__Required work__.
Below are records; transcribe only the line with "Indicate the white" and those after it, through the last line, without any change.

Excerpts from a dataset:
>>>

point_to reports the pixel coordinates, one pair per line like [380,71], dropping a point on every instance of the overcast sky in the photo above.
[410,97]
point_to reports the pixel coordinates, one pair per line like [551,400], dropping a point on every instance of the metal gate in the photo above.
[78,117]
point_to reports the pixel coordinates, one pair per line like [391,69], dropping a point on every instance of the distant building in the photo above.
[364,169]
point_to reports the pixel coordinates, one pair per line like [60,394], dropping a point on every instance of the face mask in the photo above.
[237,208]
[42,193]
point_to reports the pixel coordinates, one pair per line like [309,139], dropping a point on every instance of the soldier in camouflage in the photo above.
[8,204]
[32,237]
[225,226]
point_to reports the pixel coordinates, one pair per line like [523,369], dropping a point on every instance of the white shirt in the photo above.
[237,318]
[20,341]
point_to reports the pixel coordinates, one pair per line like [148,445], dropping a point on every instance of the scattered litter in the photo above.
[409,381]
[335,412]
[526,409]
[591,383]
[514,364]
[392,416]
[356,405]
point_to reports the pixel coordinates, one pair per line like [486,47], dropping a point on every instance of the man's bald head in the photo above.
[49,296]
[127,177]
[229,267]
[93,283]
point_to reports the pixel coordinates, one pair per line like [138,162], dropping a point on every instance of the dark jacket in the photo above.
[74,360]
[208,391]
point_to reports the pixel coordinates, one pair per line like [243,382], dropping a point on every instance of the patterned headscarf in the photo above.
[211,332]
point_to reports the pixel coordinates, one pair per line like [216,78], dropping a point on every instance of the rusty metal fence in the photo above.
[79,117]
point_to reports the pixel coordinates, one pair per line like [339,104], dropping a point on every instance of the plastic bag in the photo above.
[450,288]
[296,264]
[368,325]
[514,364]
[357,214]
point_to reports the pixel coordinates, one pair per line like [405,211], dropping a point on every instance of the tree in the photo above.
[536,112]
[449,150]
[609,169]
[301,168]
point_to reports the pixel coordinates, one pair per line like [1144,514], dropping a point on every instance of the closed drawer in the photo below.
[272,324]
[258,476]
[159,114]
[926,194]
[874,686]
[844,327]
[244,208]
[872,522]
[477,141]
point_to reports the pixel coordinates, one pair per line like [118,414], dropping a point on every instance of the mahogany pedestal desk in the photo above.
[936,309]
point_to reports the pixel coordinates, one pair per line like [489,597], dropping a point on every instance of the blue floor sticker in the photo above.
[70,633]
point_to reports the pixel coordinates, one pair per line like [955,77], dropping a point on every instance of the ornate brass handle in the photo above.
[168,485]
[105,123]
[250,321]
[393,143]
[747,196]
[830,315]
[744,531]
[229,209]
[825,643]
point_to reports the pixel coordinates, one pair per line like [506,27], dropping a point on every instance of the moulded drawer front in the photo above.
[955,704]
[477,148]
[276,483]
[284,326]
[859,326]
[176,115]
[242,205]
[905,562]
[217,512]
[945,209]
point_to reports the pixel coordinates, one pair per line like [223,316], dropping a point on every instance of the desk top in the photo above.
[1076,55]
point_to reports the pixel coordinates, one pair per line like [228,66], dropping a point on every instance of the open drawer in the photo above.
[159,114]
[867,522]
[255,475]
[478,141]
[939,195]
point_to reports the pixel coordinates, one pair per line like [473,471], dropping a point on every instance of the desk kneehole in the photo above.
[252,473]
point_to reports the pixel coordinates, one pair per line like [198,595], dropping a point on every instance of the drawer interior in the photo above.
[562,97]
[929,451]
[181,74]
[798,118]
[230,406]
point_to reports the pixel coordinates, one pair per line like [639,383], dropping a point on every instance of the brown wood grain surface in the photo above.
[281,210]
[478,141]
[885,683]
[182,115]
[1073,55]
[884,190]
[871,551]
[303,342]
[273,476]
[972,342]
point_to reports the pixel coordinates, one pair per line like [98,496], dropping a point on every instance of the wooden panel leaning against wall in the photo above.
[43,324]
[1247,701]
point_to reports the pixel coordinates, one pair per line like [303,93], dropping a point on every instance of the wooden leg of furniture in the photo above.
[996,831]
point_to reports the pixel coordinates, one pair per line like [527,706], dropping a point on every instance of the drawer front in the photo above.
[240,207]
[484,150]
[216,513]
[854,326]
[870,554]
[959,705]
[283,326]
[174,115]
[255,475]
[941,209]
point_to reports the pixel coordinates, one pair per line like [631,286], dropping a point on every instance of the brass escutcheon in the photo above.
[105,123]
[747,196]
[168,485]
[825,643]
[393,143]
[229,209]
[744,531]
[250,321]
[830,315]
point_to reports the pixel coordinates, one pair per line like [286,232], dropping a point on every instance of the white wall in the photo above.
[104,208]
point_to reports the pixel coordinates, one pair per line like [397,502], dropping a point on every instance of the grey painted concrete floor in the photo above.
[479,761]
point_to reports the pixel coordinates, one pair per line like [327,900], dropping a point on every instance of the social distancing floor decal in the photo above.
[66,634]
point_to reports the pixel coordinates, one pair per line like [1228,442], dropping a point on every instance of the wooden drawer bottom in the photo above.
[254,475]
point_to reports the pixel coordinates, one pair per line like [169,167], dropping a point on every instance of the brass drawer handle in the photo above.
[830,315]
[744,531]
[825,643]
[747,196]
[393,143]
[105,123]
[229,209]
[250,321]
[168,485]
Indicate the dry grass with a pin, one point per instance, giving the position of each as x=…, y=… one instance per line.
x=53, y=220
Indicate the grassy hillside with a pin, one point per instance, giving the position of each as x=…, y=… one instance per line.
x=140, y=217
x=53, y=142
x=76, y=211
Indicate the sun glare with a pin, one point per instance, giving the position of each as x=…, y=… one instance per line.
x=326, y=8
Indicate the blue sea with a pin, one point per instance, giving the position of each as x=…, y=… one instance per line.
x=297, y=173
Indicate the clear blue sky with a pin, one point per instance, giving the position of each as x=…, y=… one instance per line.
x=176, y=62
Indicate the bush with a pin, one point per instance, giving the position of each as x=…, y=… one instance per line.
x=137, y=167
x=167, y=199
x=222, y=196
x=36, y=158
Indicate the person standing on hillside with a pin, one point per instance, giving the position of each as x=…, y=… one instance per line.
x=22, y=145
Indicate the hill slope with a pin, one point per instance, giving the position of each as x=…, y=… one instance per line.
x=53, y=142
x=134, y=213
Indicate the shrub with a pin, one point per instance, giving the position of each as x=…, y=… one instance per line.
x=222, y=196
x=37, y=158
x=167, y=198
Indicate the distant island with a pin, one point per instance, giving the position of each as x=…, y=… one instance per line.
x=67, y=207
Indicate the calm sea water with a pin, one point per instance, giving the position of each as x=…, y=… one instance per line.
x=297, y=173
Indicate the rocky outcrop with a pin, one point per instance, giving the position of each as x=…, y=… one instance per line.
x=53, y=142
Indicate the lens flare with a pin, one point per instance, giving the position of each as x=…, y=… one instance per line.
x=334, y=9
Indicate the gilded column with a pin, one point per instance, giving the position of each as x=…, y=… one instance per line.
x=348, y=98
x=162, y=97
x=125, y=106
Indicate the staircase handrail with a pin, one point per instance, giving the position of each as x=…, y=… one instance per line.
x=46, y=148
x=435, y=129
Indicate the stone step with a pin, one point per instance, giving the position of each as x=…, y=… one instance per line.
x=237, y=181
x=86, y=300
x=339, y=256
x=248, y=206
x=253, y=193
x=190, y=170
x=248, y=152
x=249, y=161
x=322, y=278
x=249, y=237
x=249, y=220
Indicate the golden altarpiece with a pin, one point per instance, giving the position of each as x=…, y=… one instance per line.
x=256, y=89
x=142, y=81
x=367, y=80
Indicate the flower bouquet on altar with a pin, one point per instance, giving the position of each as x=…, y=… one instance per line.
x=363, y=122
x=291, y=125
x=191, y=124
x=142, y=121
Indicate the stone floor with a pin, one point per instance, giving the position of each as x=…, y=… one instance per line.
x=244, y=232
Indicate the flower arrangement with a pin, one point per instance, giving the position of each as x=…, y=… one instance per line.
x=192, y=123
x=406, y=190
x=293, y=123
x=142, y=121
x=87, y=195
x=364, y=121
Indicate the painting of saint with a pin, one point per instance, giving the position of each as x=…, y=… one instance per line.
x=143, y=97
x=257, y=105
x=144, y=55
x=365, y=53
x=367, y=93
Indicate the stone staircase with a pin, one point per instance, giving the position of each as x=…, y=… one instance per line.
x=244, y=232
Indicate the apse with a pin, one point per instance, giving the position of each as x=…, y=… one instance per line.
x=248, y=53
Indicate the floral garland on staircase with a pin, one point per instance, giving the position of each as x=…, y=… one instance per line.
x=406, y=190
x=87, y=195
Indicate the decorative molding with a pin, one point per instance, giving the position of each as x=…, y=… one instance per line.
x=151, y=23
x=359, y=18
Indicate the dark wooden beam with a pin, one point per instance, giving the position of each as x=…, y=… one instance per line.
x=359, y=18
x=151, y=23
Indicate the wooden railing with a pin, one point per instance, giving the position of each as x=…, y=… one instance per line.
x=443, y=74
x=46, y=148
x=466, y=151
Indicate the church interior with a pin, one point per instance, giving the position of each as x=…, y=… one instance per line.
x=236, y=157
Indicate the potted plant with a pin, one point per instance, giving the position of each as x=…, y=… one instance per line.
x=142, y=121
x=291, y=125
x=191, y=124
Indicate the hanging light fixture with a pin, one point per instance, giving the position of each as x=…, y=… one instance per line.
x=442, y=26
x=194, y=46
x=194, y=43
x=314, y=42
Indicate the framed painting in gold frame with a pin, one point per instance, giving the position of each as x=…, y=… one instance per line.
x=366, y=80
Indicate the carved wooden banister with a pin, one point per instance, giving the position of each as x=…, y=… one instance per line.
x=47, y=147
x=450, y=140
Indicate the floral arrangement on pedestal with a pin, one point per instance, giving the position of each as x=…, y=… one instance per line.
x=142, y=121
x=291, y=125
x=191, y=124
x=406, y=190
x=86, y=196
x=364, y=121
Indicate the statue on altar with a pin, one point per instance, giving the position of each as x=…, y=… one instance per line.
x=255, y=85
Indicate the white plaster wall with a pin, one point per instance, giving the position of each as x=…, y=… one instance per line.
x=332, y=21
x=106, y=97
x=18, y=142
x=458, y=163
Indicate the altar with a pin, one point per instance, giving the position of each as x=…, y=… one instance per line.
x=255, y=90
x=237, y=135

<<<

__Result__.
Indicate the white plaster wall with a pin, one point per instance, giving the position of each as x=…, y=… one instance per line.
x=332, y=21
x=106, y=97
x=18, y=142
x=458, y=163
Indicate the altar with a pin, one point per instance, giving the position of each as x=…, y=… one instance per line.
x=255, y=90
x=237, y=135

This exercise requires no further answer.